[Contour labeling listing]

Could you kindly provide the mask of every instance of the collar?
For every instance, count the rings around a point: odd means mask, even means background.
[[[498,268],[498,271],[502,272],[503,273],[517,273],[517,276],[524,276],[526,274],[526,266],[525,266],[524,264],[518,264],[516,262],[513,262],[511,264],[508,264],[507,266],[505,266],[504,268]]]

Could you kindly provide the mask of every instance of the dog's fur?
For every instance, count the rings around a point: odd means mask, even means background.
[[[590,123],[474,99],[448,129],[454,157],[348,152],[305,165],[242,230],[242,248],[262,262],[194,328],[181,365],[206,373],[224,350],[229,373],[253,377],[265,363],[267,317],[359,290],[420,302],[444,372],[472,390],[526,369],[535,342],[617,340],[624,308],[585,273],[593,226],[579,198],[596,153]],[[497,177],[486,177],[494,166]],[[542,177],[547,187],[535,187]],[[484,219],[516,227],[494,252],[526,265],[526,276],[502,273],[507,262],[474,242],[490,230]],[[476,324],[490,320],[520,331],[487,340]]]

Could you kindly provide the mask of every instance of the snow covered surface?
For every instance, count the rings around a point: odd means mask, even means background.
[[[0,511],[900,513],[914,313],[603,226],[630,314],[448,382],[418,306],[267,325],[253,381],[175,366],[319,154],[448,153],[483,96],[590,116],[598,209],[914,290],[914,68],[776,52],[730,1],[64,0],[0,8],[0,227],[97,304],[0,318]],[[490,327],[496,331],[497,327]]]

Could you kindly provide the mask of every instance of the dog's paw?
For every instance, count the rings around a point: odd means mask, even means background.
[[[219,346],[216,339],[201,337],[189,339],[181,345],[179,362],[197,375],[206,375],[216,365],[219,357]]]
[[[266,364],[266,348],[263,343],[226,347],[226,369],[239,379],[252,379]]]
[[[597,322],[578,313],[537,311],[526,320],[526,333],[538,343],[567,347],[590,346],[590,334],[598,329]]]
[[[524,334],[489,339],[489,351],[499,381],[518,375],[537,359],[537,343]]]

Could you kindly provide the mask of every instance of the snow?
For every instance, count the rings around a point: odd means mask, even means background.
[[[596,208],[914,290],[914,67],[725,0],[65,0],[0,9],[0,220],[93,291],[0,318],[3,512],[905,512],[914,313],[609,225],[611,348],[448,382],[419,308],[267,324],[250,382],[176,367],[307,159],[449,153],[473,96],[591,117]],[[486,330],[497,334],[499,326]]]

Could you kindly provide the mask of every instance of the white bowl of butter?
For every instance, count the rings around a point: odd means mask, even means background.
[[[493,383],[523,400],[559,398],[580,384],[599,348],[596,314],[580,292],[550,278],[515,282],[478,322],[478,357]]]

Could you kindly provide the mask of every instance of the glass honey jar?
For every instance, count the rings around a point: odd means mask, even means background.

• YOUR GOAL
Report each line of the listing above that includes the word "snow", copying those lines in full.

• TASK RESULT
Could you kindly provide the mask of every instance of the snow covered surface?
Could you kindly provide the mask of every instance of the snow?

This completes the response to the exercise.